N.B.—The English publication of Kaloev's text in my possession contains many mistakes (grammatical, idiomatic, spelling, typing, &c.), notably the erroneous use of 'initiate' (and all its variables, i.e. 'initiation', 'the initiator', &c.) instead of 'consecrate'. When transcribing the text, I corrected only mistakes such as the latter, which seemed to me to compromise the general sense of the article.

A detail of Kaloev's article

The paper reads:

Funeral rites observed by the people prove to be the most conservative and often preserve many archaic features which can be traced back into ancient times. The same applies to the Ossets as well, who for a long time faithfully observed some ancient funeral rites such as mourning over the dead, numerous expensive funeral feasts, horse-race, cutting of the widow's plait, [consecrating] a horse. The last two rites are known to have been emblematic Scythian ceremonies of sacrificing the wife and a horse to the dead.

These rites were governed by the conception that after passing to the other world the soul of the man will need all the good things the dead had during the life-time. That is why the relatives of the dead did their best to provide him with clothes, food, and a horse to be able to move about etc.

#### GIVEN EXERCISE 1
In the records, write out again the lines from the one containing "[locate] the blue quilted" up to and including the one containing "(1103, 444)", substituting "point" for "pin" and leaving everything else unchanged. Give only those lines and omit the pictures.

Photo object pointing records
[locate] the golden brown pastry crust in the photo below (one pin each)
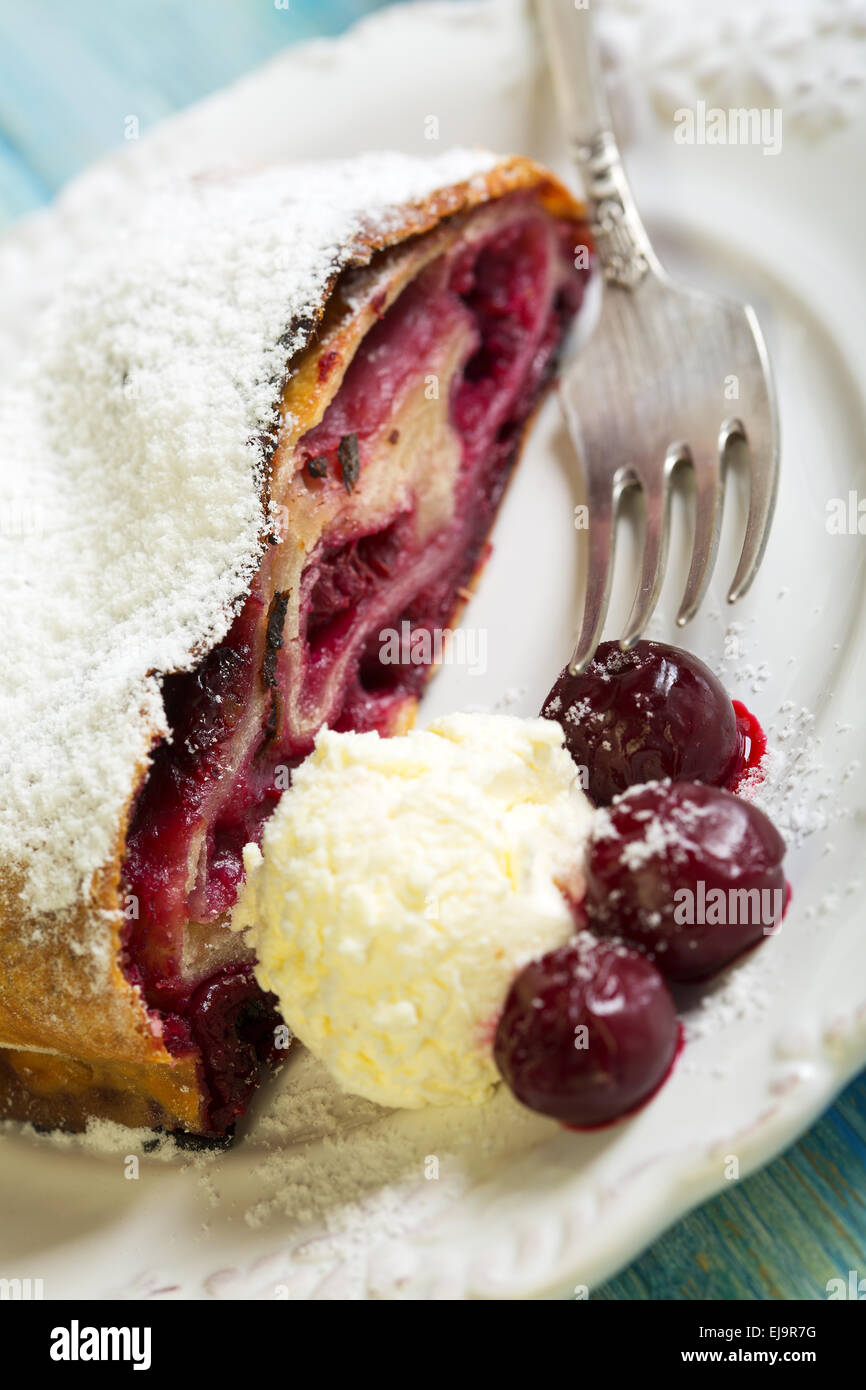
(75, 1037)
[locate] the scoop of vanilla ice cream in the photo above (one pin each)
(402, 884)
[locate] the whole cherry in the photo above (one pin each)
(588, 1033)
(644, 715)
(690, 873)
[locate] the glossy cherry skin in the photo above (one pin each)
(667, 868)
(588, 1033)
(645, 715)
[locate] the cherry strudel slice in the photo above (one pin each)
(426, 303)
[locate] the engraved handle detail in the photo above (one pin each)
(623, 246)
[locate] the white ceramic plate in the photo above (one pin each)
(328, 1197)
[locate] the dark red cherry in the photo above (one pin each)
(645, 715)
(690, 873)
(588, 1033)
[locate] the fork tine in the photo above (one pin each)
(708, 524)
(763, 484)
(599, 567)
(761, 435)
(655, 556)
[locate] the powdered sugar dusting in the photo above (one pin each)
(132, 473)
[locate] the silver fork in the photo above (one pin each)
(649, 391)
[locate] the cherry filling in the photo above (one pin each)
(477, 330)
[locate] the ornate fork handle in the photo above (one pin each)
(623, 245)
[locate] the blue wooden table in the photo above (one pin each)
(68, 77)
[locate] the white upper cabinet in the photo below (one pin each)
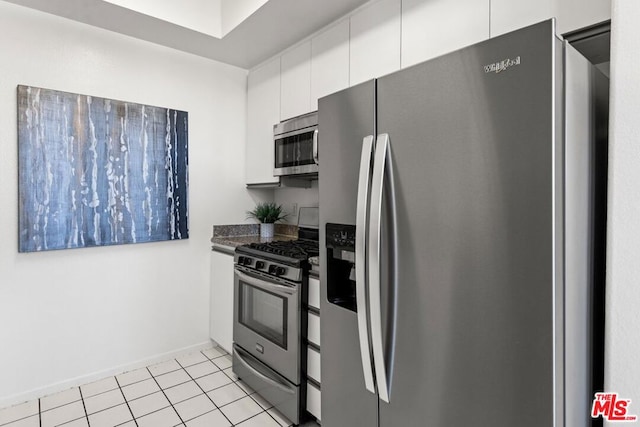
(329, 62)
(433, 28)
(296, 81)
(510, 15)
(263, 111)
(375, 41)
(221, 294)
(575, 14)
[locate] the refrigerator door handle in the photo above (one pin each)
(361, 246)
(315, 146)
(382, 178)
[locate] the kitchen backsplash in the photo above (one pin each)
(301, 197)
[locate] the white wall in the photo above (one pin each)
(75, 315)
(622, 370)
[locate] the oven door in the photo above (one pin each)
(267, 321)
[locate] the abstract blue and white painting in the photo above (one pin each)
(96, 172)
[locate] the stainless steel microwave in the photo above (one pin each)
(296, 146)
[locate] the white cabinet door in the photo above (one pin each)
(263, 111)
(375, 41)
(575, 14)
(433, 28)
(329, 62)
(221, 318)
(295, 81)
(510, 15)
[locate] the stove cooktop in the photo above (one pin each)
(297, 249)
(293, 252)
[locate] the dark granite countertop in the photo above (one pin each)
(227, 237)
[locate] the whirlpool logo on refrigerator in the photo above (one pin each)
(500, 66)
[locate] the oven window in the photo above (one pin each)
(265, 313)
(296, 150)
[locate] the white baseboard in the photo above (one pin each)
(85, 379)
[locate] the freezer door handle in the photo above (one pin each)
(315, 146)
(382, 183)
(361, 272)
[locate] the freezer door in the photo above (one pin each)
(345, 119)
(473, 148)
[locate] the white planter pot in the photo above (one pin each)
(266, 231)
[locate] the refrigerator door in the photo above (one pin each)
(477, 194)
(345, 119)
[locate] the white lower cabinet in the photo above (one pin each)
(221, 317)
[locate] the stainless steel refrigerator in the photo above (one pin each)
(459, 216)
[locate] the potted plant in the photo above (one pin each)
(267, 213)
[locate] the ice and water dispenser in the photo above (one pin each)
(341, 267)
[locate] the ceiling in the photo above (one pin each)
(273, 27)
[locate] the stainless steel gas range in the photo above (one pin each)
(270, 321)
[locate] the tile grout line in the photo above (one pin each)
(126, 402)
(165, 394)
(204, 392)
(86, 414)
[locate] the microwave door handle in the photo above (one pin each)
(360, 247)
(263, 284)
(240, 355)
(382, 180)
(315, 146)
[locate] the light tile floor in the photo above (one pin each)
(193, 390)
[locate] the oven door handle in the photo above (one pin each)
(264, 284)
(242, 358)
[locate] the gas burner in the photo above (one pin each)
(296, 249)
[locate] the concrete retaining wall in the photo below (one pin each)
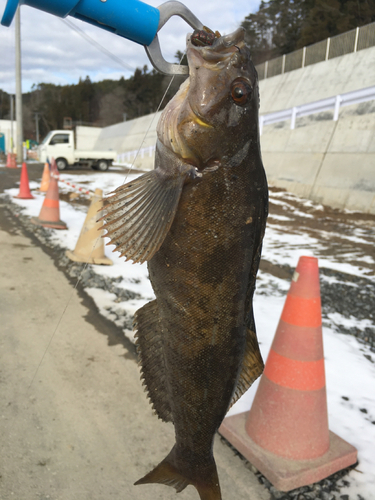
(326, 161)
(131, 136)
(329, 162)
(86, 137)
(325, 79)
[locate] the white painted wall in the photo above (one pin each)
(326, 161)
(86, 137)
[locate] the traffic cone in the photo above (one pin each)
(45, 178)
(49, 215)
(11, 161)
(285, 434)
(90, 245)
(24, 193)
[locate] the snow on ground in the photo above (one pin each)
(350, 372)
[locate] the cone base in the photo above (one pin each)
(105, 261)
(59, 224)
(283, 473)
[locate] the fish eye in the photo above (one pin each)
(240, 92)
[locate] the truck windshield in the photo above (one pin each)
(45, 140)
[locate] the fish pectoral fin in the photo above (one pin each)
(140, 213)
(151, 358)
(252, 366)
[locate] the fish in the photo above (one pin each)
(198, 219)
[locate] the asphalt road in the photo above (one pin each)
(74, 420)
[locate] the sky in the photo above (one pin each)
(53, 52)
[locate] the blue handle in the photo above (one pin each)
(131, 19)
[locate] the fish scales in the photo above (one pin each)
(197, 341)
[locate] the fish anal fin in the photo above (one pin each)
(150, 350)
(252, 366)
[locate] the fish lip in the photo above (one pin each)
(199, 120)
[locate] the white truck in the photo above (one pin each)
(61, 145)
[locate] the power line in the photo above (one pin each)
(96, 44)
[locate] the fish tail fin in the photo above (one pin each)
(169, 474)
(165, 473)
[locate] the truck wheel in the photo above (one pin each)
(102, 165)
(61, 163)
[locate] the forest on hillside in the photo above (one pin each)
(278, 27)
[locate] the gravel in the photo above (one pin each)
(348, 295)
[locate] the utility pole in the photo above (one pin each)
(19, 148)
(37, 127)
(11, 123)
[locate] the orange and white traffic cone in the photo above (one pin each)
(90, 244)
(49, 215)
(24, 193)
(285, 434)
(45, 178)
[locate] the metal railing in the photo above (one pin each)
(351, 41)
(355, 97)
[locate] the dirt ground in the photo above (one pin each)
(74, 420)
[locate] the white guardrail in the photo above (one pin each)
(355, 97)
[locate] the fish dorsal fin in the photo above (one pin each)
(140, 213)
(252, 366)
(151, 358)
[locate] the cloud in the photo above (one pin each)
(53, 52)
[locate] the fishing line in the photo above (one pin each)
(95, 243)
(152, 121)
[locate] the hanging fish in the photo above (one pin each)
(198, 219)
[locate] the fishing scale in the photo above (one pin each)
(131, 19)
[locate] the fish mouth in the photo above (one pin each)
(199, 120)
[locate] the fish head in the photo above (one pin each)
(215, 113)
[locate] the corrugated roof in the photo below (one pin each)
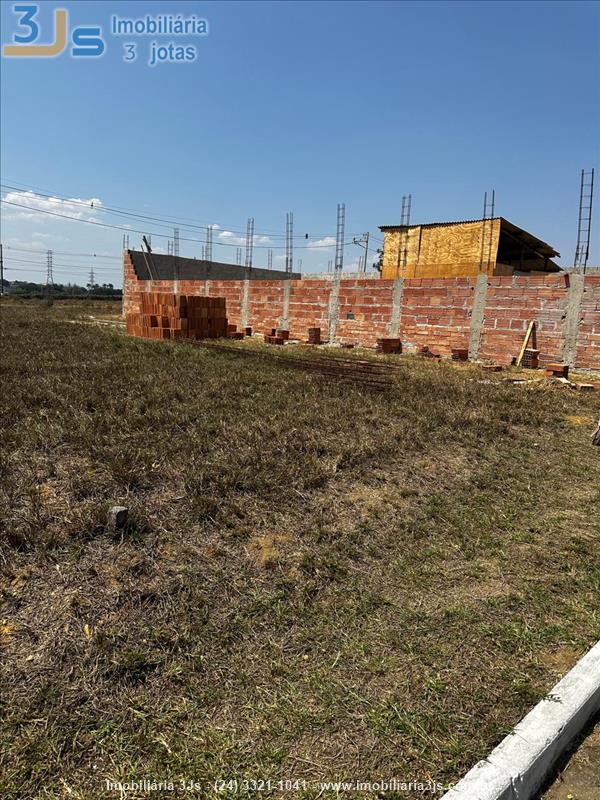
(510, 227)
(431, 224)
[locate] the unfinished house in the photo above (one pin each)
(457, 249)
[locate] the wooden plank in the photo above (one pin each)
(530, 330)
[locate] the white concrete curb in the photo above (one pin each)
(518, 767)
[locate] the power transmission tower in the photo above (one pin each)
(404, 233)
(289, 242)
(487, 230)
(339, 238)
(362, 242)
(249, 242)
(49, 275)
(584, 225)
(208, 250)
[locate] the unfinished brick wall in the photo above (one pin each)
(512, 302)
(588, 339)
(365, 310)
(437, 312)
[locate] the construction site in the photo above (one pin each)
(300, 504)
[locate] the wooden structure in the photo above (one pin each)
(457, 249)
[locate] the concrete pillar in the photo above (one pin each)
(571, 318)
(245, 291)
(334, 307)
(284, 319)
(477, 316)
(397, 296)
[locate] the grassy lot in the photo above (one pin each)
(318, 582)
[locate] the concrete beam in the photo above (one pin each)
(477, 316)
(397, 297)
(572, 316)
(334, 307)
(284, 319)
(245, 291)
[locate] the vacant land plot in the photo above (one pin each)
(319, 581)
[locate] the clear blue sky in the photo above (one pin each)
(299, 106)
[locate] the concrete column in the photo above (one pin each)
(284, 319)
(571, 318)
(397, 296)
(477, 316)
(245, 292)
(334, 307)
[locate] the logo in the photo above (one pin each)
(85, 40)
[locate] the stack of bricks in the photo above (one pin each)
(460, 354)
(388, 346)
(171, 316)
(557, 371)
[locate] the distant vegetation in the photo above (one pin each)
(61, 291)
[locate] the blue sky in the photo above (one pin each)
(296, 107)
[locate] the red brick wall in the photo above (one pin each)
(370, 302)
(434, 312)
(512, 302)
(265, 304)
(437, 312)
(309, 307)
(588, 340)
(232, 291)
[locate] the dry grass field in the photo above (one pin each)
(318, 582)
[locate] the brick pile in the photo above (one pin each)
(388, 346)
(172, 316)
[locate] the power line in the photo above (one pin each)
(143, 232)
(162, 220)
(60, 252)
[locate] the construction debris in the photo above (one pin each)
(173, 316)
(314, 336)
(117, 518)
(557, 371)
(388, 346)
(460, 354)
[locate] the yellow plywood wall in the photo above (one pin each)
(443, 251)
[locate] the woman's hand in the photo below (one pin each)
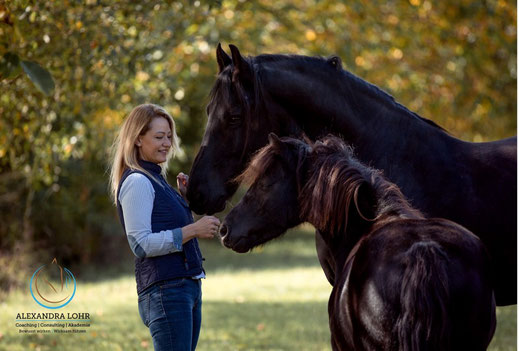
(205, 228)
(182, 181)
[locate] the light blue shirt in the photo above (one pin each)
(136, 197)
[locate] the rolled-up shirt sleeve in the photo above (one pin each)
(136, 197)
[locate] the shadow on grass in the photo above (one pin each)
(264, 326)
(295, 249)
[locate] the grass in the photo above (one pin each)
(274, 298)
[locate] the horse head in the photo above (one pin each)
(270, 206)
(252, 97)
(233, 132)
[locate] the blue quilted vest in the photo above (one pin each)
(170, 211)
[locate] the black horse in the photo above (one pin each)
(473, 184)
(401, 282)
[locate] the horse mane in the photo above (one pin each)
(334, 179)
(259, 162)
(370, 89)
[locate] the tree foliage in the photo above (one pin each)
(71, 70)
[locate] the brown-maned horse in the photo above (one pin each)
(473, 184)
(401, 281)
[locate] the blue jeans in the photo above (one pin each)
(172, 310)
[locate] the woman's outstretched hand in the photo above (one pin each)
(182, 181)
(205, 228)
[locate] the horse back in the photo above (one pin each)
(384, 290)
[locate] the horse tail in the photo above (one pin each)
(423, 320)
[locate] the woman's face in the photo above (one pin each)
(155, 144)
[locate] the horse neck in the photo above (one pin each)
(391, 203)
(359, 112)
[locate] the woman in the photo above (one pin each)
(160, 228)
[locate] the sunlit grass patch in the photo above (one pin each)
(274, 298)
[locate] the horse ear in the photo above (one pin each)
(335, 62)
(222, 58)
(242, 70)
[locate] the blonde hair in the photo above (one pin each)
(125, 153)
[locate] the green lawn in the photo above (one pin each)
(274, 298)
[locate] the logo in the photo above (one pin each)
(52, 286)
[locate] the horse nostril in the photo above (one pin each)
(223, 230)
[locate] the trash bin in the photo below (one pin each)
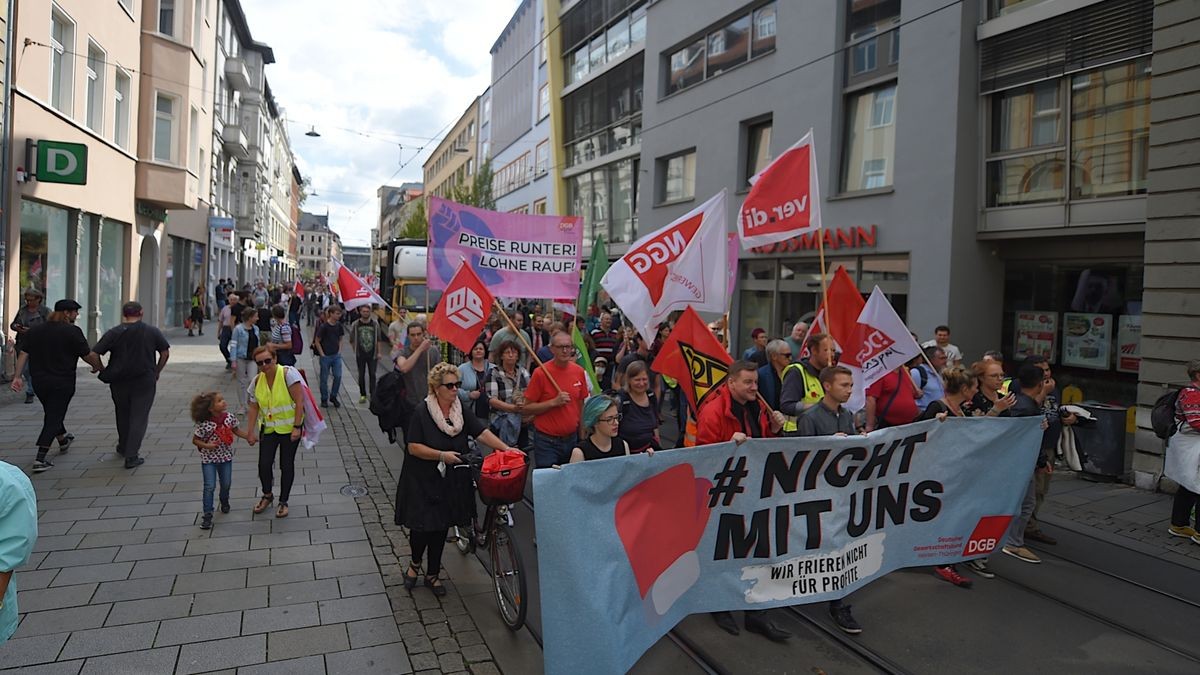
(1103, 444)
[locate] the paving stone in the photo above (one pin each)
(306, 641)
(229, 652)
(133, 589)
(389, 659)
(280, 619)
(303, 591)
(117, 639)
(372, 632)
(54, 598)
(150, 609)
(198, 628)
(137, 662)
(280, 574)
(227, 601)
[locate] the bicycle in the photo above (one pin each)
(508, 569)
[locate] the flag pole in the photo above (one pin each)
(523, 341)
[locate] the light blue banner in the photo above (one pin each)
(629, 547)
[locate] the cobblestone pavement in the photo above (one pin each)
(124, 580)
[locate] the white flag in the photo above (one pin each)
(684, 263)
(881, 344)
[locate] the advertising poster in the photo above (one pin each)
(1087, 340)
(1129, 342)
(1036, 334)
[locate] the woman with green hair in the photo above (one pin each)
(601, 418)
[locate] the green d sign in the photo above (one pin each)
(61, 162)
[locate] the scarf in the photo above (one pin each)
(449, 425)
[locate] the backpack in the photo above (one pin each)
(1163, 416)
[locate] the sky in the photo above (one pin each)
(377, 79)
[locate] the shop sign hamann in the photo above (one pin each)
(858, 237)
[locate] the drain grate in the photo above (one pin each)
(354, 490)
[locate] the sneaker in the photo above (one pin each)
(1182, 531)
(979, 566)
(845, 620)
(1021, 554)
(952, 575)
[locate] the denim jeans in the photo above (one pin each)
(330, 364)
(549, 451)
(211, 472)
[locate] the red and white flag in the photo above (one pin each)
(784, 199)
(881, 344)
(353, 291)
(682, 264)
(462, 312)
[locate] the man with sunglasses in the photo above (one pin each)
(555, 398)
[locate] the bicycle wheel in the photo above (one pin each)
(508, 577)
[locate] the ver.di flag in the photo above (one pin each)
(694, 357)
(881, 344)
(784, 199)
(463, 310)
(353, 290)
(682, 264)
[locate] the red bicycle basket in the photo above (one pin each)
(502, 477)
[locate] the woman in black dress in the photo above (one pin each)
(435, 485)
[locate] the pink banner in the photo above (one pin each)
(515, 255)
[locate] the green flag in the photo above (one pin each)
(583, 358)
(598, 264)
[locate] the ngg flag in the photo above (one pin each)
(515, 255)
(881, 344)
(683, 264)
(784, 199)
(694, 357)
(630, 545)
(463, 310)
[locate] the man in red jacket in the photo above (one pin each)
(733, 412)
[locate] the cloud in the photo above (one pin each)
(396, 70)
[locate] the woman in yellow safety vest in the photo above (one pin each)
(277, 394)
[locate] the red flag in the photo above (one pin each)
(462, 312)
(694, 357)
(785, 198)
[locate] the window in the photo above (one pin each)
(165, 129)
(95, 69)
(167, 17)
(870, 135)
(61, 61)
(757, 149)
(121, 109)
(678, 178)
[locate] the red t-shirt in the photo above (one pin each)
(903, 407)
(561, 420)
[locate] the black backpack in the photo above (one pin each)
(1163, 416)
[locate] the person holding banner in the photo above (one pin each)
(732, 412)
(828, 417)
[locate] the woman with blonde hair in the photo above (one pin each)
(432, 495)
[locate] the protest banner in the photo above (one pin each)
(515, 255)
(629, 547)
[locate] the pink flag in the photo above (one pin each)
(881, 344)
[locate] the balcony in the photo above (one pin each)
(237, 73)
(234, 141)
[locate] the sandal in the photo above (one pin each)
(264, 502)
(411, 581)
(435, 584)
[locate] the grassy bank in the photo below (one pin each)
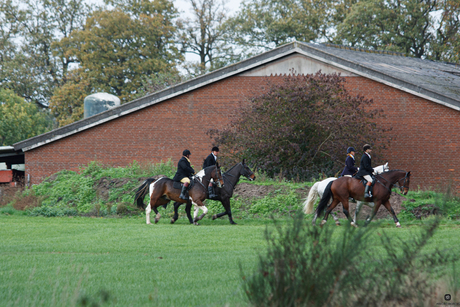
(123, 262)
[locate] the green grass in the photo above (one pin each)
(60, 261)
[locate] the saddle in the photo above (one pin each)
(364, 181)
(178, 185)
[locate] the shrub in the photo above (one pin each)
(311, 266)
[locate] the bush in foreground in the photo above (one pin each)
(312, 266)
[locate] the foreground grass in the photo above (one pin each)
(63, 261)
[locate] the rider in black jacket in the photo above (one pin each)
(209, 161)
(365, 169)
(184, 172)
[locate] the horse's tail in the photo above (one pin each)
(142, 191)
(327, 194)
(311, 198)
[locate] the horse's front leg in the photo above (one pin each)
(392, 212)
(374, 212)
(147, 214)
(226, 203)
(336, 219)
(203, 208)
(328, 211)
(346, 211)
(176, 212)
(157, 216)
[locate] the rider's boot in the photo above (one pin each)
(367, 192)
(184, 192)
(211, 192)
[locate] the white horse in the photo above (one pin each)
(317, 190)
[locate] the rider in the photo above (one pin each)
(366, 170)
(184, 171)
(350, 168)
(209, 161)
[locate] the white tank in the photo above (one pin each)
(99, 102)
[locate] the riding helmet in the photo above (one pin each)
(350, 149)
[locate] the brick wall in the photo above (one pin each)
(422, 135)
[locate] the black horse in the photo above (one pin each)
(224, 193)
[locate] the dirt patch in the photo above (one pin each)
(105, 184)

#### GIVEN EXERCISE 2
Retype the part of the text on funeral rites from "A detail of" up to and including "to the dead." without any changes.

#### CORRECT ANSWER 1
[locate] the blue quilted vest in the photo above (one point each)
(170, 211)
[locate] the black horse in the photo above (one point each)
(473, 184)
(401, 282)
[locate] the horse mane in the photo above (one point each)
(334, 179)
(259, 162)
(370, 89)
[locate] the tree foliage in the photo above (one point each)
(71, 70)
[locate] the brown-maned horse in the photo above (one point each)
(473, 184)
(401, 281)
[locate] the blue jeans in the photo above (one point each)
(172, 310)
[locate] the woman's outstretched hand in the photo above (one point each)
(182, 181)
(205, 228)
[locate] the horse back in the photo above (one point each)
(384, 290)
[locate] the horse tail in the photo above (one point each)
(423, 320)
[locate] the woman's face in the photo above (one point each)
(155, 144)
[locate] the horse neck in the photo above (one point each)
(391, 203)
(359, 112)
[locate] the woman in the photo above (one point each)
(160, 228)
[locate] the sunlit grass patch in the photo above (one point each)
(274, 298)
[locate] the horse ear in the photo above (one point each)
(335, 62)
(222, 58)
(242, 70)
[locate] the blonde hair in the photo above (one point each)
(125, 153)
[locate] the green lawn in the photo above (one point each)
(274, 298)
[locate] the logo in the photo above (one point each)
(52, 286)
[locate] the horse nostril in the photo above (one point each)
(223, 230)
[locate] the trash bin in the photo below (one point each)
(1103, 444)

#### CORRECT ANSWER 2
A detail of Kaloev's article

The paper reads:

Funeral rites observed by the people prove to be the most conservative and often preserve many archaic features which can be traced back into ancient times. The same applies to the Ossets as well, who for a long time faithfully observed some ancient funeral rites such as mourning over the dead, numerous expensive funeral feasts, horse-race, cutting of the widow's plait, [consecrating] a horse. The last two rites are known to have been emblematic Scythian ceremonies of sacrificing the wife and a horse to the dead.